- _Pointing dataset records_
***

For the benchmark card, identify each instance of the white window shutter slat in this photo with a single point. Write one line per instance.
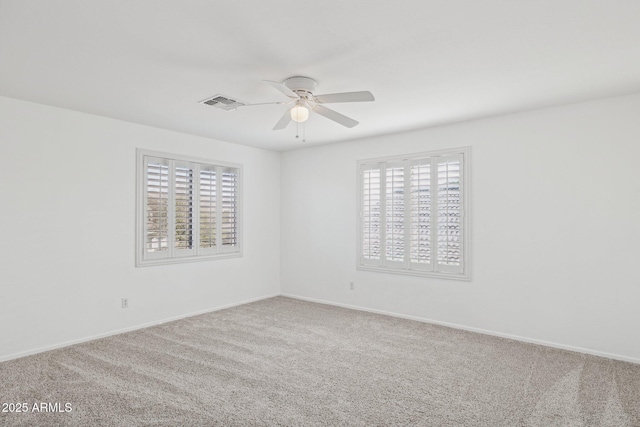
(449, 214)
(370, 215)
(229, 209)
(156, 209)
(421, 253)
(208, 209)
(394, 209)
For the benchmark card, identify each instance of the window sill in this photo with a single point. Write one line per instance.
(181, 260)
(466, 277)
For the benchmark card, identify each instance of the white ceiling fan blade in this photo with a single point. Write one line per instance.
(282, 88)
(262, 103)
(335, 116)
(364, 96)
(284, 120)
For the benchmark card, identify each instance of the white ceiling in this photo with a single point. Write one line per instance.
(427, 62)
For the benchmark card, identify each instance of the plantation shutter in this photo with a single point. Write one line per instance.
(208, 209)
(156, 208)
(412, 215)
(420, 215)
(449, 213)
(229, 209)
(371, 215)
(394, 214)
(183, 202)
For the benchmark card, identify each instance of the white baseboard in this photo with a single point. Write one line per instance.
(132, 328)
(4, 358)
(471, 329)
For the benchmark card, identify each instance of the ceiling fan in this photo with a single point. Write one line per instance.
(300, 91)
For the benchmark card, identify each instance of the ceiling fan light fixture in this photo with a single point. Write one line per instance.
(299, 114)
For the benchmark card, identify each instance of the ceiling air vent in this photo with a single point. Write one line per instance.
(223, 102)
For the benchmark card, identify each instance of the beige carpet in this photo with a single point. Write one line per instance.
(283, 362)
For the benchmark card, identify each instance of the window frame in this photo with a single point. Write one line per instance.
(405, 267)
(175, 255)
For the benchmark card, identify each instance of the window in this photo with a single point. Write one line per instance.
(414, 214)
(188, 209)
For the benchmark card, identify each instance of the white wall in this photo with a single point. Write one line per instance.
(67, 227)
(555, 227)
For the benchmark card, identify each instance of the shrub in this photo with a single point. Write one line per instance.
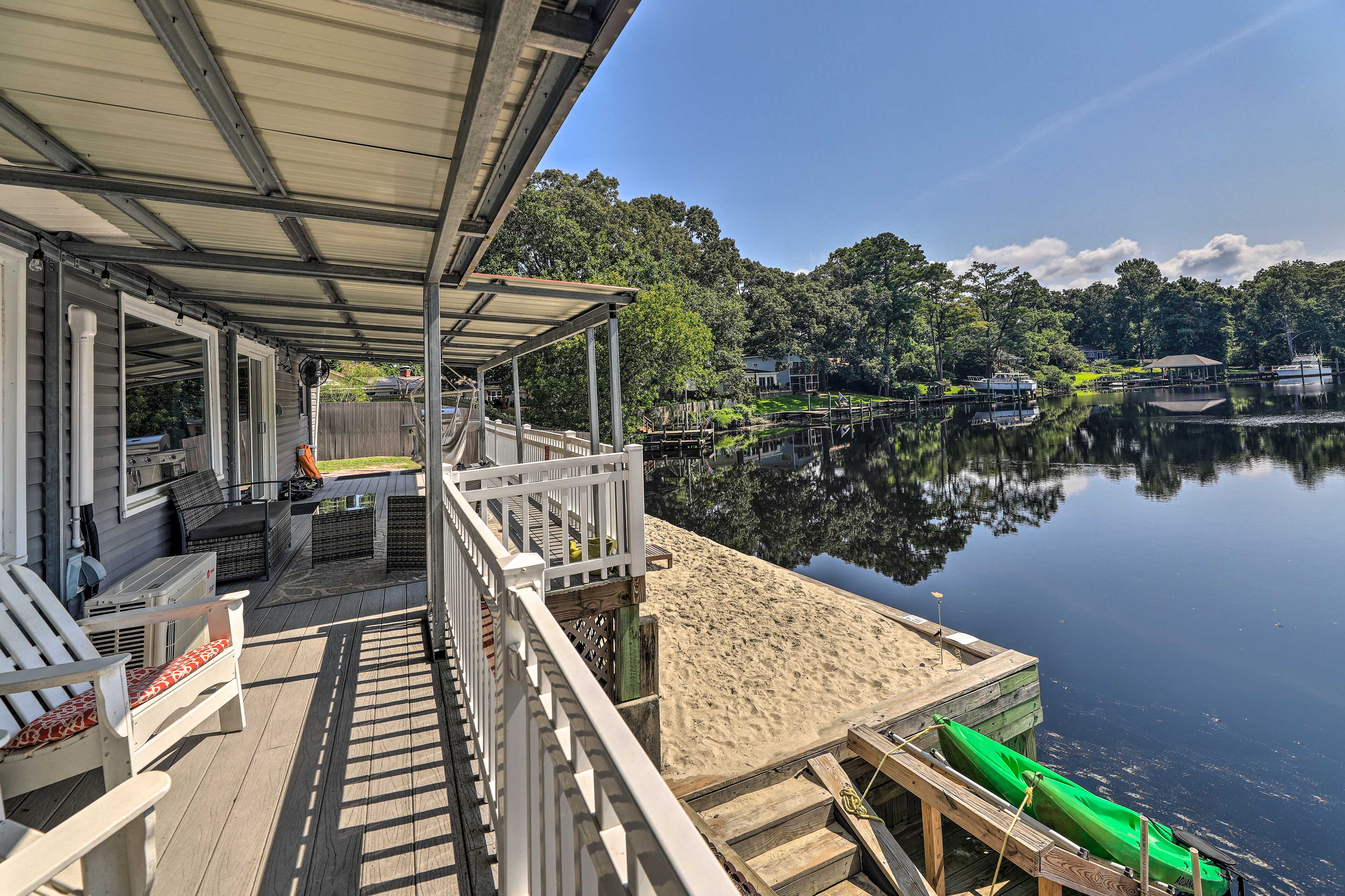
(1055, 380)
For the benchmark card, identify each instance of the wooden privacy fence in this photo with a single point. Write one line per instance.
(365, 430)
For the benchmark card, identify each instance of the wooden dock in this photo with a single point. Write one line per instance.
(783, 824)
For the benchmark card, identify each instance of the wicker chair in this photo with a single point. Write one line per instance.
(248, 535)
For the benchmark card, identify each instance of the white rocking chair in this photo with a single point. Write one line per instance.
(46, 661)
(107, 848)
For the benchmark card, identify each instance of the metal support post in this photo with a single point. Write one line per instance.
(595, 442)
(518, 416)
(614, 357)
(232, 444)
(53, 427)
(481, 416)
(435, 559)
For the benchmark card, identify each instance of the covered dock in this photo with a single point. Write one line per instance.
(1187, 367)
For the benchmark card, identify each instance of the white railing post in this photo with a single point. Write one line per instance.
(635, 506)
(513, 841)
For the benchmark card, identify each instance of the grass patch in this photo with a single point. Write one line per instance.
(368, 463)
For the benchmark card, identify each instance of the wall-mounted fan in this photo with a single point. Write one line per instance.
(314, 372)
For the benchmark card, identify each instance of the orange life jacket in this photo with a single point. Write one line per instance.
(306, 462)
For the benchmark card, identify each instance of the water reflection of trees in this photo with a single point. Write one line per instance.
(900, 495)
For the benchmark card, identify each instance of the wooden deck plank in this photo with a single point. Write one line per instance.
(290, 855)
(193, 759)
(341, 816)
(243, 841)
(182, 862)
(439, 848)
(388, 864)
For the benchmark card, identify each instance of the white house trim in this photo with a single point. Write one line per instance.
(14, 358)
(214, 418)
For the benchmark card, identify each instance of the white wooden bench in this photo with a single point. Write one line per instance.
(46, 660)
(107, 848)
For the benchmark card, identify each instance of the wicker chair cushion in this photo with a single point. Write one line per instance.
(197, 489)
(81, 712)
(240, 520)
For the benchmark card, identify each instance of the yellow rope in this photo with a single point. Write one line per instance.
(853, 802)
(1027, 801)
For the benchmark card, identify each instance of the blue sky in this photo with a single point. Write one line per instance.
(1063, 136)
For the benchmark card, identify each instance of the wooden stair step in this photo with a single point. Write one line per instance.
(855, 886)
(810, 864)
(766, 819)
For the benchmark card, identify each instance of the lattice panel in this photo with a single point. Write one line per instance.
(592, 637)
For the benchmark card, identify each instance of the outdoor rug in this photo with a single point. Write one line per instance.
(303, 582)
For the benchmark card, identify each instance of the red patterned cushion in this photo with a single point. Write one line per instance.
(81, 712)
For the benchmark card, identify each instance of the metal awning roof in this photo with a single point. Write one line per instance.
(302, 170)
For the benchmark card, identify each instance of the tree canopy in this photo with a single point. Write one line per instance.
(875, 315)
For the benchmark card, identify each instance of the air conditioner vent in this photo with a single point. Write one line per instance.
(120, 641)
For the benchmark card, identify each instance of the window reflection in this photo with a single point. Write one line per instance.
(167, 427)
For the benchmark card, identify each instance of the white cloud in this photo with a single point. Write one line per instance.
(1050, 262)
(1230, 257)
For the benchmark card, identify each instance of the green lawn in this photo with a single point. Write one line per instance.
(1111, 375)
(801, 403)
(368, 463)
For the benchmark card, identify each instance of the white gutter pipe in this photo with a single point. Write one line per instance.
(84, 327)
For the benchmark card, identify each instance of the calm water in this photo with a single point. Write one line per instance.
(1175, 557)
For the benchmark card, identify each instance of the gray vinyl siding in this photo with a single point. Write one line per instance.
(126, 543)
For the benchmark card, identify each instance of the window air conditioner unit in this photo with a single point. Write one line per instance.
(168, 580)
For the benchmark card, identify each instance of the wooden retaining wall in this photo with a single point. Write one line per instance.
(999, 693)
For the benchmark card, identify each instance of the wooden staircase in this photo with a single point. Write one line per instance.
(790, 837)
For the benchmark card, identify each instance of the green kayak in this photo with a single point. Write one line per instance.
(1106, 829)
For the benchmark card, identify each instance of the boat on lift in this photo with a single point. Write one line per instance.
(1005, 384)
(1304, 368)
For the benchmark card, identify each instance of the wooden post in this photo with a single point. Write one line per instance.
(1144, 856)
(626, 652)
(934, 845)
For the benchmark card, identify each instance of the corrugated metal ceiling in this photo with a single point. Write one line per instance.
(350, 104)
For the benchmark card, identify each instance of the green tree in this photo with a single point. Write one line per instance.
(943, 311)
(350, 380)
(883, 278)
(1138, 282)
(1007, 302)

***

- _Exercise description_
Can you reproduce, unchanged, the lines above from the one containing "the white railing" through the one containing "(1063, 136)", including both of those lines?

- _Response_
For the benchmark card, identify each instance of the white railing post in this photo with a single point. Write one line per instance.
(635, 506)
(513, 841)
For the benchmark card, identify each instance of the grass patch in this photo with a single point. Write one line per instance.
(368, 463)
For the benchmark card, identify each instance of the wall-mounted fan in this photo with a single point. Write one line per instance.
(314, 372)
For the benchmark card, identify each instance of the orange life jacket in this photo with a single point. Write one line per instance.
(306, 462)
For the benchmark card, identify each instance of the water reflection of trees in this photo with a single point. Write one line per instance.
(900, 495)
For the benchmark card, identify each instance of the wooden deck plank in this photo with a single point. Write one line per instance.
(290, 855)
(193, 759)
(341, 816)
(243, 841)
(182, 862)
(439, 848)
(388, 864)
For the benchmark card, identify each instance of the white house trim in this photo with a single point. Write one line per instance.
(14, 358)
(214, 418)
For the benchmark card, identify each instance of the white wooden bench in this photo with a single point. Write one line per instance.
(46, 660)
(107, 848)
For the benchmark card, identify each instance of the wicker chair cushion in this photo with a single point. Write one line per instance.
(197, 489)
(81, 712)
(240, 520)
For the benchmark card, identify each instance of the yellow rope in this photo with a single point. Write one line per instance.
(853, 802)
(1027, 801)
For the benchmark card, identify each instance of the blue sky in this photo with a single point. Write one line per instance.
(1063, 136)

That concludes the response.